The stringent requirements of some regulations may hinder the ability to adopt Teams without such tools in place.
Competing Pressures for Collaboration Compliance
In order to close this “compliance gap,” organizations must consider a number of potentially competing requirements:
- Delivering the best response to regulatory requirements: Certain market verticals, such as financial services, are particularly impacted by rigorous compliance obligations. Meeting stringent recordkeeping, data sovereignty, surveillance, and reporting rules to the highest degrees of quality and reliability is not optional—it’s needed to operate within compliance boundaries across these industries. Teams calling and meetings should be covered by your voice and eComms compliance efforts just like any other element of your communications environment. But remember: communication is no longer binary (calls are shared, forwarded, rolled into different modes), so compliance capture of the communication is not easy.
- Achieving the best balance between business productivity and compliance: Rolling out Microsoft Teams without compliance recording technology in place could be a tough balancing act. Do you restrict its use to non-regulated employees, impacting productivity, employee engagement, and potentially disrupting workflows? Do you roll it out to everyone but risk the regulatory consequences of fines, a potential loss of market share and reputational damage? Or do you delay Teams adoption completely and risk losing competitive advantage? Always-on, policy-based recording is the key to ensuring that you avoid these issues, make the most of Teams collaboration andcontinue to adhere to regulatory demands.
- Identifying the best technology for your compliance requirements: Identifying the best solution for your business will be about more than the ability to record Teams interactions. The requirements should encompass maximum reliability, smooth integration with the other channels your business uses to communicate, and streamlined access to use the recorded data—long after the recordings have been captured. Choosing the right technology can bring significant benefits in terms of helping IT and compliance departments rest assured that all Teams interactions of regulated users are automatically recorded and made available later for processing, structuring, aggregation, and analysis.

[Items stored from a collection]
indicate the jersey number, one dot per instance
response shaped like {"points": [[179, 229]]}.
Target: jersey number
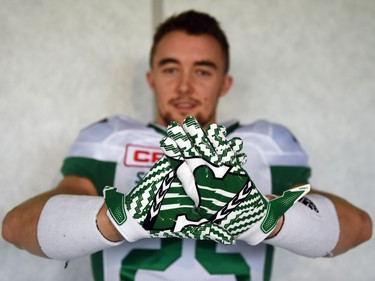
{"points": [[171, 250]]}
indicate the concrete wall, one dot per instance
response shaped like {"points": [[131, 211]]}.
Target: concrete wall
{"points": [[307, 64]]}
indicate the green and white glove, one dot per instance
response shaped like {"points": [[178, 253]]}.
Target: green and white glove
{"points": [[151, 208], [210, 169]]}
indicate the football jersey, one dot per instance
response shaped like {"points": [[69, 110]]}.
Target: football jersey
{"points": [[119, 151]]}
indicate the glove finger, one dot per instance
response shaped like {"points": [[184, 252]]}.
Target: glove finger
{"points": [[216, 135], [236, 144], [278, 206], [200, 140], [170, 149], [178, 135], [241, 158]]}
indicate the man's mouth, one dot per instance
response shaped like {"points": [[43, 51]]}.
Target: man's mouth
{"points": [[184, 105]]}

---

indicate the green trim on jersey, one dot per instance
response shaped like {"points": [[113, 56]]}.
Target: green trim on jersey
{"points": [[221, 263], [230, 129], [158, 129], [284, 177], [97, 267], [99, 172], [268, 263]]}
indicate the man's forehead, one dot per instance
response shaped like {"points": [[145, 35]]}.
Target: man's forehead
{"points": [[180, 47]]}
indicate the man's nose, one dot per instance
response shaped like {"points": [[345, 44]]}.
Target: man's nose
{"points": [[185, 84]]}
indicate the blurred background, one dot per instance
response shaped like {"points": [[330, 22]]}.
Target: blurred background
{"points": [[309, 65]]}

* * *

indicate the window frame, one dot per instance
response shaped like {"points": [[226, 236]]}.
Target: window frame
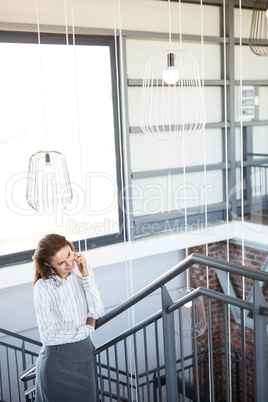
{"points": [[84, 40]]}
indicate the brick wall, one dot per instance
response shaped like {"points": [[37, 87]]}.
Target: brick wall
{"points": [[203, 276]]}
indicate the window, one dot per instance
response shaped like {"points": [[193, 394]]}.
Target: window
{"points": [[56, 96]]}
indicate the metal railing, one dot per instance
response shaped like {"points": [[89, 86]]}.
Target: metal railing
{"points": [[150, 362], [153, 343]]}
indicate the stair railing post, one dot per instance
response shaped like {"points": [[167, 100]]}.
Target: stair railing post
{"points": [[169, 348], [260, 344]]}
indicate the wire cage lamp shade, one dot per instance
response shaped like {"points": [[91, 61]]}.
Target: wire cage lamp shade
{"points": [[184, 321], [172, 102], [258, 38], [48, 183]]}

__Tasks__
[a] From the passage on Microsoft Teams compliance, quote everything from "- Identifying the" up to and including "aggregation, and analysis.".
[b] Continue the passage on Microsoft Teams compliance from the point where it stops.

__Responses to the tasks__
[a]
- Identifying the best technology for your compliance requirements: Identifying the best solution for your business will be about more than the ability to record Teams interactions. The requirements should encompass maximum reliability, smooth integration with the other channels your business uses to communicate, and streamlined access to use the recorded data—long after the recordings have been captured. Choosing the right technology can bring significant benefits in terms of helping IT and compliance departments rest assured that all Teams interactions of regulated users are automatically recorded and made available later for processing, structuring, aggregation, and analysis.

[b]
Choosing the Right Compliance Recording Technology
Finding this balance between digital collaboration and increasingly stringent regulatory compliance is a continuous challenge for many regulated organizations. With remote working arrangements, the need to rethink collaboration compliance has never been more relevant.
As examined in our recent Buyer’s Guide eBook, there are essential capabilities to look for, and key questions to ask, when evaluating such solutions for a highly regulated environment.
- How can automated and unified compliance technology help you capture all Teams communications and collaboration? Does the solution work with all the communication modes available in Microsoft Teams calling and meetings—not just voice but also chat, video, screen sharing, and other forms of collaboration?
- When do you want to capture Teams chats? How can you ensure your vendor captures everything you need, including both in-call (or “sidebar”) chats and all the modern attachments and reactions?
- How can you simplify the deployment, maintenance, and scaling of your recording infrastructure? What delivery models are available and how does the platform support administration and user provisioning?
- What specific security and resilience features should you look for to remain compliant? How can you address strict data sovereignty requirements while maintaining data integrity?
- And how can you best manage, analyze, and get value out of your recorded data, in addition to making Teams recording part of your overall compliance and regulatory technology estate?